» **Extract**:
▶
The chart below reveals that both Target and its subsidiary Shipt are gaining steam on the digital front, with web growth far outpacing the most competent competitors.
In Q3 2024, TGT digital sales rose just over 10% YoY, with same-day services—powered by its Target Circle 360 membership and fulfilled by Shipt—expanding nearly 20%.
Google Trends shows significant traction in consumer interest in this membership (that comes with an annual fee) since launch last March.

Management has also made notable adjustments to address past challenges, particularly regarding inventory shrink.
CFO Jim Lee highlighted on the last earnings call that Target has enhanced asset protection, improved supply chain logistics, and invested in AI-driven loss prevention systems, delivering a 50-basis-point improvement in gross margin related to inventory shrink.
With a more efficient framework in place, the company is on track to strengthen margins and improve overall profitability.
Beyond security enhancements, the retailer has focused on categories that resonate with budget-conscious consumers.
◀
» **Information supplied**:
▶
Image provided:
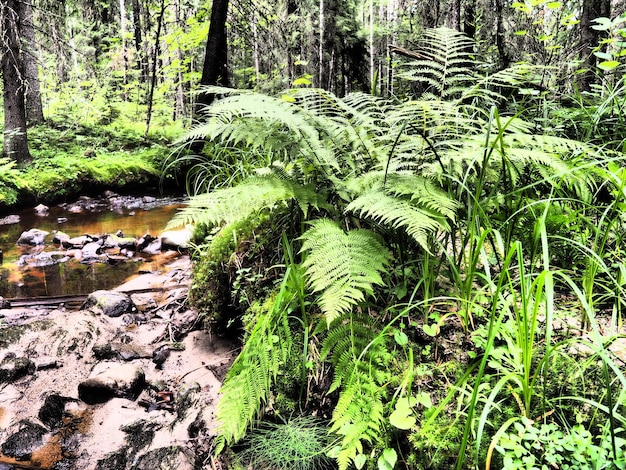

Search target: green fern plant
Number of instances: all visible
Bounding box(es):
◀
▶
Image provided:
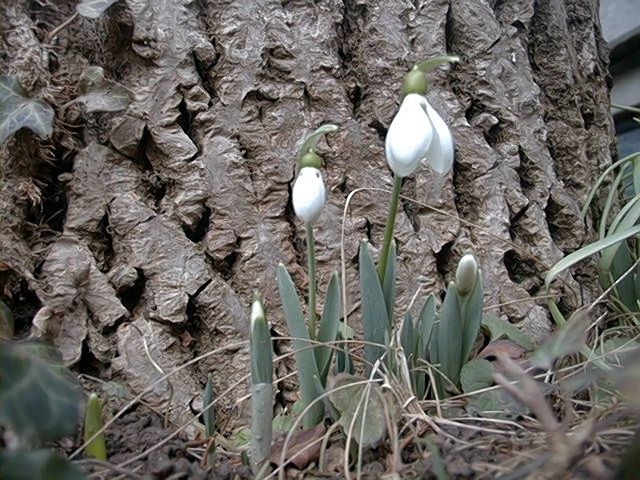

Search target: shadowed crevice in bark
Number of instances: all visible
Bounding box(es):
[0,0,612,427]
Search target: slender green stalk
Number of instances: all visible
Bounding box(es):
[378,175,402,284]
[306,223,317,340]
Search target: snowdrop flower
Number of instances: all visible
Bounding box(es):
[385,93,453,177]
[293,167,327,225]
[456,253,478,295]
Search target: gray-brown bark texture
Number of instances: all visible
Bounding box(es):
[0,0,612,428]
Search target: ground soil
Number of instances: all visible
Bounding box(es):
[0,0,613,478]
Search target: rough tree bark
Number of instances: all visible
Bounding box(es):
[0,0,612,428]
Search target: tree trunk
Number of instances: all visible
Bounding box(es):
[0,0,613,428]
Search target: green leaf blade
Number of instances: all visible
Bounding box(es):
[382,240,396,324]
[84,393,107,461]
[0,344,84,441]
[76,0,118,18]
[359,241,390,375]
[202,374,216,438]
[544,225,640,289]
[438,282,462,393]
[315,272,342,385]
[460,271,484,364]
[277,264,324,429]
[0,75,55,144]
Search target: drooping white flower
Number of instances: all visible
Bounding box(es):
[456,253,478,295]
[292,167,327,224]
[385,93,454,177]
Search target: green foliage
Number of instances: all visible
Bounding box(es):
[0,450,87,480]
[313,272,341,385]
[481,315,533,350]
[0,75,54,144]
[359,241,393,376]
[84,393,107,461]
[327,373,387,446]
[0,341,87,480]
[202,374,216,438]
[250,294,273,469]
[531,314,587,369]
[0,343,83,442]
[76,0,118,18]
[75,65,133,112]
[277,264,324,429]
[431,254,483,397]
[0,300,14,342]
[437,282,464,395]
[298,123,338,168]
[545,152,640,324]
◀
▶
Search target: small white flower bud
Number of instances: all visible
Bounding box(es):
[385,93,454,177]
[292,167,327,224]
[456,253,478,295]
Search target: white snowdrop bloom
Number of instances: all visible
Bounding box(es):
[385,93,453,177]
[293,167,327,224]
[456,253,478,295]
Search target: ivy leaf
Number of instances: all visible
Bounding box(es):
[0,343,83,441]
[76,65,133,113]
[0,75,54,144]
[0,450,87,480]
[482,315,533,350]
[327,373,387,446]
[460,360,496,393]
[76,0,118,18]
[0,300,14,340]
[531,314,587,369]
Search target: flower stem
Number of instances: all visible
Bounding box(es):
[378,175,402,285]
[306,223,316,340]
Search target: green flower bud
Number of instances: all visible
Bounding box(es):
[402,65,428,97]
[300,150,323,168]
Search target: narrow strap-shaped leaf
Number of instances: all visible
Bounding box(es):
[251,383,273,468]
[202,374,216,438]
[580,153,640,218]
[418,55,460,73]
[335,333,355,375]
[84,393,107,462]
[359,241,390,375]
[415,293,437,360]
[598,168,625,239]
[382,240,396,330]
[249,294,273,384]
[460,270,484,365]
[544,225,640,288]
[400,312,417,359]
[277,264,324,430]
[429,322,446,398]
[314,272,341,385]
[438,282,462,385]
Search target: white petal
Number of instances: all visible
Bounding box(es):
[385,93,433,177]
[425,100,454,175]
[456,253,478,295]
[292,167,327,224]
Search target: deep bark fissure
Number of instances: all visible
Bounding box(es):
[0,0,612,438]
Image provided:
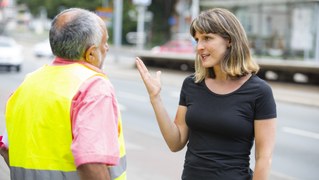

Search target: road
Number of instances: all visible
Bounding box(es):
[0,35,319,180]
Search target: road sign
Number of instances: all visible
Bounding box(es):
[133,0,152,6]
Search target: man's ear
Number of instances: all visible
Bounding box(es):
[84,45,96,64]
◀
» **To do**: Reproduce the passage on Target's digital growth and margin improvements word for word, from start to end. The records that accompany this page stand apart from the text and are not connected to it.

» **Exercise result**:
The chart below reveals that both Target and its subsidiary Shipt are gaining steam on the digital front, with web growth far outpacing the most competent competitors.
In Q3 2024, TGT digital sales rose just over 10% YoY, with same-day services—powered by its Target Circle 360 membership and fulfilled by Shipt—expanding nearly 20%.
Google Trends shows significant traction in consumer interest in this membership (that comes with an annual fee) since launch last March.

Management has also made notable adjustments to address past challenges, particularly regarding inventory shrink.
CFO Jim Lee highlighted on the last earnings call that Target has enhanced asset protection, improved supply chain logistics, and invested in AI-driven loss prevention systems, delivering a 50-basis-point improvement in gross margin related to inventory shrink.
With a more efficient framework in place, the company is on track to strengthen margins and improve overall profitability.
Beyond security enhancements, the retailer has focused on categories that resonate with budget-conscious consumers.